HOW TO COMPLETE THIS TASK:
In the page below on testing with AI agents, who writes the failing test during the Red step of the updated cycle?

TEXT PASSAGE:
########
Intermediate · 4-8 hours
Testing with AI Agents
Generate comprehensive test suites and achieve high coverage using AI coding agents.
Last reviewed Feb 27, 2026
Overview
AI agents are transforming software testing by writing comprehensive test suites, generating edge cases, and maintaining CI/CD pipelines automatically. This cookbook covers how to use AI agents to achieve dramatically better test coverage with far less manual effort. Key tools covered: Claude Code, Cursor, Playwright, GitHub Copilot, Jest Audience: Developers who want better test coverage without spending most of their time writing boilerplate tests.
Test-Driven Agentic Development (TDAD)
Test-Driven Agentic Development is TDD adapted for a world where AI writes the implementation. Instead of fighting AI hallucinations, you harness test constraints to guide the agent precisely.
The Updated Red-Green-Refactor Cycle
- Red — Human writes a failing test that describes the desired behavior
- Green — AI generates the implementation to make the test pass
- Refactor — AI cleans up logic: "Refactor this implementation for clarity and performance, but keep all existing tests green"
- Validate — Human reviews the output, approves or iterates
Why TDD Makes AI Coding Better
- Tests act as prompts. A well-written test is a precise specification that reduces ambiguity and hallucination.
- Builds confidence. Green tests give you evidence the AI did the right thing, not just plausible-looking code.
- Reduces scope creep. Tight test scopes prevent AI from over-engineering solutions.
- Catches regressions instantly. Refactors are safe because the test suite acts as a guardrail.
TDD Plan Generator Prompt Template
You are a senior software engineer practicing test-driven development.
Given the following feature description:
[FEATURE DESCRIPTION]
Generate a comprehensive TDD test plan that includes:
1. Unit tests for all core functions and edge cases
2. Integration tests for component interactions
3. E2E tests for critical user flows
4. Error/failure scenario tests
5. Performance boundary tests
For each test, provide:
- Test name (descriptive, behavior-focused)
- Input conditions
- Expected output/behavior
- Why this test matters
Do NOT write the implementation — only the test plan.
########
(Collection entries)
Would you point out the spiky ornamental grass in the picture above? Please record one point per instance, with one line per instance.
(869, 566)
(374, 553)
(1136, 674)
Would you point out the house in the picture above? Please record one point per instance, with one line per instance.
########
REPLY TO THE EXERCISE:
A human writes the failing test that describes the desired behavior.